>> start Material supplied
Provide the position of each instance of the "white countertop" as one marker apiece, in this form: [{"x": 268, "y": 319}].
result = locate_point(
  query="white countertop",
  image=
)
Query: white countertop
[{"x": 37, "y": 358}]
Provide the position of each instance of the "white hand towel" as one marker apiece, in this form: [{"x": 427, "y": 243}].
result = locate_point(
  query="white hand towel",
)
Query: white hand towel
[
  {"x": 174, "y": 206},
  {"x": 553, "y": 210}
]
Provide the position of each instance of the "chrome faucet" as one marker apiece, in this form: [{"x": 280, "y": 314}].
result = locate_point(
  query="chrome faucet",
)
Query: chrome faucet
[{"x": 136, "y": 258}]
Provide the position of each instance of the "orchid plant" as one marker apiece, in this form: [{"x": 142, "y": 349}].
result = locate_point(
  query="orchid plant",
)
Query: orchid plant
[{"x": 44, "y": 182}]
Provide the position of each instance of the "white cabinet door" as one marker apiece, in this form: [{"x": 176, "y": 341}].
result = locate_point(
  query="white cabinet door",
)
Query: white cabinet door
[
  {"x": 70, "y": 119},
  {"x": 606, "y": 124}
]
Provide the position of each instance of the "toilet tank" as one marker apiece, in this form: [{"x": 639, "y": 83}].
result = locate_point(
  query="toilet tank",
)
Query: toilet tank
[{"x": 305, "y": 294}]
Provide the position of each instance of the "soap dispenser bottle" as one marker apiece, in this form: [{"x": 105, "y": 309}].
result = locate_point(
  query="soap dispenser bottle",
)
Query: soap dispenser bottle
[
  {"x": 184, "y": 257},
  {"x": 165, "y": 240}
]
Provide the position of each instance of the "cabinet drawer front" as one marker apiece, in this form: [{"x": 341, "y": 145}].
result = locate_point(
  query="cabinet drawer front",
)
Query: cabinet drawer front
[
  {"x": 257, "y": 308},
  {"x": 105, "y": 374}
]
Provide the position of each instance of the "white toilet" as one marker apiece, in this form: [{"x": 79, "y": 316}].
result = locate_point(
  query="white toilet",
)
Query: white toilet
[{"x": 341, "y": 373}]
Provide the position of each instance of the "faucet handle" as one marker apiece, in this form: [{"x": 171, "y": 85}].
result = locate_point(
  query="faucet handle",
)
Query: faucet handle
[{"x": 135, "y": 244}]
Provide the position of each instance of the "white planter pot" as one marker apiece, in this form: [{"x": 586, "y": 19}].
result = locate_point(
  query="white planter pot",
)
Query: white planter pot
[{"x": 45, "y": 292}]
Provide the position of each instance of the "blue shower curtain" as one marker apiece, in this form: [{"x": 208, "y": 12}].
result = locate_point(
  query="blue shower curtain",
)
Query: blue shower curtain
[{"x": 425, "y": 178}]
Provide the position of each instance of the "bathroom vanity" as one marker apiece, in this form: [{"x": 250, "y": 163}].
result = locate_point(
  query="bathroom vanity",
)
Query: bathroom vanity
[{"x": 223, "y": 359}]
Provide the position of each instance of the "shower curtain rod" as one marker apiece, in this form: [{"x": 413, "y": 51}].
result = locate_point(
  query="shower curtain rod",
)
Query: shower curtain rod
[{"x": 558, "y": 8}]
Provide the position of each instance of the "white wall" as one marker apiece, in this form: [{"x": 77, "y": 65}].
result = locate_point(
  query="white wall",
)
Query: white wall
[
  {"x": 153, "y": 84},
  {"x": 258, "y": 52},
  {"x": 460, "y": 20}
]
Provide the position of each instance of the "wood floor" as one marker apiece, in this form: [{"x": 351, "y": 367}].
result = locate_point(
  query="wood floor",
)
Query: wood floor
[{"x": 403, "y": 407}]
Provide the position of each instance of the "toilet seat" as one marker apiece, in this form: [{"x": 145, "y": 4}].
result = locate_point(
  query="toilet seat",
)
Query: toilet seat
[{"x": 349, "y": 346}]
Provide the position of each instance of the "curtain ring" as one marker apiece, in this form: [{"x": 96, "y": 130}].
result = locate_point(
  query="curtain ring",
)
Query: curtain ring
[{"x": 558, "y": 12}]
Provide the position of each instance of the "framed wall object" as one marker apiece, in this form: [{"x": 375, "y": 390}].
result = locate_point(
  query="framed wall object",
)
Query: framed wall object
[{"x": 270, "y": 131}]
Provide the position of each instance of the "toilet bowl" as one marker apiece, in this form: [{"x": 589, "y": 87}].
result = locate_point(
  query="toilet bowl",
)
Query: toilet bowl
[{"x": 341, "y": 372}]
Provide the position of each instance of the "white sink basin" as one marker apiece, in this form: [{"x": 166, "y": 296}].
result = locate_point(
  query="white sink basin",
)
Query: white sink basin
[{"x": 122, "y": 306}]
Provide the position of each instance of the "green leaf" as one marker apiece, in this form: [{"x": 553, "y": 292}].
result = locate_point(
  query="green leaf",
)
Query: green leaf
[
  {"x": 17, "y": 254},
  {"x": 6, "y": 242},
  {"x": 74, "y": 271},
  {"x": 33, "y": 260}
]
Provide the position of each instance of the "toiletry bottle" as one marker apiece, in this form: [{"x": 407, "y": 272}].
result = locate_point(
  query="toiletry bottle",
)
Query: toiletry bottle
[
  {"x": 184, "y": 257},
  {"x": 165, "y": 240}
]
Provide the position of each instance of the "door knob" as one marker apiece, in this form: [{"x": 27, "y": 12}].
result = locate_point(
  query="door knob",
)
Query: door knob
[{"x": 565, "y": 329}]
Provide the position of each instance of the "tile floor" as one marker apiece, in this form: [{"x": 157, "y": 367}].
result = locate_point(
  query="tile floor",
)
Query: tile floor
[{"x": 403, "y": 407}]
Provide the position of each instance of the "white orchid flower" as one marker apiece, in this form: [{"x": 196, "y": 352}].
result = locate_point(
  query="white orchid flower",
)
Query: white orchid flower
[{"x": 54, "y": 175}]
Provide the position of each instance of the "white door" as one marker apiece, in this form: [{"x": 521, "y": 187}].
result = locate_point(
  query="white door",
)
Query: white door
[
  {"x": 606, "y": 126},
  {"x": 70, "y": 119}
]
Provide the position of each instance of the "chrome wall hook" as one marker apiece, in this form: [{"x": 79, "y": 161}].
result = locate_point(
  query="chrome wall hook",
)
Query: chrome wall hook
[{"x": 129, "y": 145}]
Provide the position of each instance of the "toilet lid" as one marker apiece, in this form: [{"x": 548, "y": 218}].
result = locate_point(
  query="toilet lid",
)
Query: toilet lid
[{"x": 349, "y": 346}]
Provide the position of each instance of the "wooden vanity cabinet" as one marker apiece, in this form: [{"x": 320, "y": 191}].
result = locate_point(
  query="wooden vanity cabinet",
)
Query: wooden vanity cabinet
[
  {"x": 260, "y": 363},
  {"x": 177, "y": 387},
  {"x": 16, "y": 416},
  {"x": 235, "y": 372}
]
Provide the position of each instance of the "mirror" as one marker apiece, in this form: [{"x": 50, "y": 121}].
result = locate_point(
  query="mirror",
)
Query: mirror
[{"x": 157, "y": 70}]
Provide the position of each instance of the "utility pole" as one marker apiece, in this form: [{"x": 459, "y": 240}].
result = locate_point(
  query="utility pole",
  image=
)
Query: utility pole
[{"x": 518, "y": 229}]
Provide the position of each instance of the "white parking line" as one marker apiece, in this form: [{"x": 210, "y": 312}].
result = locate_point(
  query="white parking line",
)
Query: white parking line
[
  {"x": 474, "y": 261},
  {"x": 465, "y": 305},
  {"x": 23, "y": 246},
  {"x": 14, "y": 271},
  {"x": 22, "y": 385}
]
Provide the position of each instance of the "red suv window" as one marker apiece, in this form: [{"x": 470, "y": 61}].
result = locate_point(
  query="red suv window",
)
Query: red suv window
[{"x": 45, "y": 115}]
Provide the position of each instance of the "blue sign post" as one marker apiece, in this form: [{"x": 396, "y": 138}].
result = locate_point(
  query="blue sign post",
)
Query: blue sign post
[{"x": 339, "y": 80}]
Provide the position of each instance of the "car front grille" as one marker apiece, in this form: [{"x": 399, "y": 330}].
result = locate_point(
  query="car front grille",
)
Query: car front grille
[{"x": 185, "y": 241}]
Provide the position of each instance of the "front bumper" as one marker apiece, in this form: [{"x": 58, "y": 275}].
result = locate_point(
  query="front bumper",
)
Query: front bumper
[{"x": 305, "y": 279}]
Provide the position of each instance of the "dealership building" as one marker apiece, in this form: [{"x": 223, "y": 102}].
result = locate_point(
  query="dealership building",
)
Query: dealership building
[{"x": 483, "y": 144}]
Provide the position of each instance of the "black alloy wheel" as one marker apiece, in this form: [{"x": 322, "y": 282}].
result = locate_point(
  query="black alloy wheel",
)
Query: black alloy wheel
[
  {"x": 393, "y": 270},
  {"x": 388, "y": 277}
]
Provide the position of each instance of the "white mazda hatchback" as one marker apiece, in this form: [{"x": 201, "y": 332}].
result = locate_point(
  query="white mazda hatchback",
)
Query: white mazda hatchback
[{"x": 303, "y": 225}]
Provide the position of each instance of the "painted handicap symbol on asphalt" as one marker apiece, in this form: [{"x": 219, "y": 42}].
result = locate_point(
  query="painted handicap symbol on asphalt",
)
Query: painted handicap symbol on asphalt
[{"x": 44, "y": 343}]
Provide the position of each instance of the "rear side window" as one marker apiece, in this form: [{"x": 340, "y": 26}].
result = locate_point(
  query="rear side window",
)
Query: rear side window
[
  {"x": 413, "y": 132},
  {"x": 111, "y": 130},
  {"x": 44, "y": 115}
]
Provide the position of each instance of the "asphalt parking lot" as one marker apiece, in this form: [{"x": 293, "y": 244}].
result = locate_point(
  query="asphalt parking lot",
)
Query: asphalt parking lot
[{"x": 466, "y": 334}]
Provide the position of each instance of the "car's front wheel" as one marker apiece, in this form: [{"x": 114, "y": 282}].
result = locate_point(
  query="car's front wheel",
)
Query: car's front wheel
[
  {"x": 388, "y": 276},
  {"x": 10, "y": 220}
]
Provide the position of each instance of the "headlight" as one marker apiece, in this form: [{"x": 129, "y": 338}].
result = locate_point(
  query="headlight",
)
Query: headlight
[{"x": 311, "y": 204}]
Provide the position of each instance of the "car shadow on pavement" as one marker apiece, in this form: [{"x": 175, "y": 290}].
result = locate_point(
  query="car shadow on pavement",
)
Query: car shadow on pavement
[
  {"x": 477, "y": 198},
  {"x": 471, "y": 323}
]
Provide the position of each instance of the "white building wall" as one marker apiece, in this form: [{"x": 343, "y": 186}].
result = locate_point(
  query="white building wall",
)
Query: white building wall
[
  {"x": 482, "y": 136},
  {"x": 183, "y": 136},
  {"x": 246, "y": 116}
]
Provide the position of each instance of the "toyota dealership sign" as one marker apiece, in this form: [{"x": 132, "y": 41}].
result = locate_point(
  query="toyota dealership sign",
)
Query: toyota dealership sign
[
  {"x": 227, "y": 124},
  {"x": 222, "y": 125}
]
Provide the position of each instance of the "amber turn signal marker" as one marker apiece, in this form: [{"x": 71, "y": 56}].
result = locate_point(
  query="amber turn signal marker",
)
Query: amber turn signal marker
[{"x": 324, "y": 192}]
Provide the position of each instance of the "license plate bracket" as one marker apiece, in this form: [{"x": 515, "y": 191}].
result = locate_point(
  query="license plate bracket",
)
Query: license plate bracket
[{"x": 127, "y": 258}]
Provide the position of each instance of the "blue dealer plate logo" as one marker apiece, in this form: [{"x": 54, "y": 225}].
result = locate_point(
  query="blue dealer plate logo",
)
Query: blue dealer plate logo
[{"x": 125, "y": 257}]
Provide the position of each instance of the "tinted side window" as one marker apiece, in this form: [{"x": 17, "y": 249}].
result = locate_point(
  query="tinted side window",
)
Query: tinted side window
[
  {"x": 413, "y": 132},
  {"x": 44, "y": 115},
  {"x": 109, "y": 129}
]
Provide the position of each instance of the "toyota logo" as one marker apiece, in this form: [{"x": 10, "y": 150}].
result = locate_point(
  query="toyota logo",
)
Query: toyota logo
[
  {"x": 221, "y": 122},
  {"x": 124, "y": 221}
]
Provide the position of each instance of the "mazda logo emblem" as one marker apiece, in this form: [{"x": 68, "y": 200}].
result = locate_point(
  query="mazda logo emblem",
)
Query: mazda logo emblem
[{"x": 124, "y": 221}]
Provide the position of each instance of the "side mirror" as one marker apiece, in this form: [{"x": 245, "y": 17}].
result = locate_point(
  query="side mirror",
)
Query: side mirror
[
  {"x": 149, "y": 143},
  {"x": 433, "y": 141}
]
>> end Material supplied
Set task:
Count the lines in the records above that contain the string "sink", and give only the number.

Full answer:
3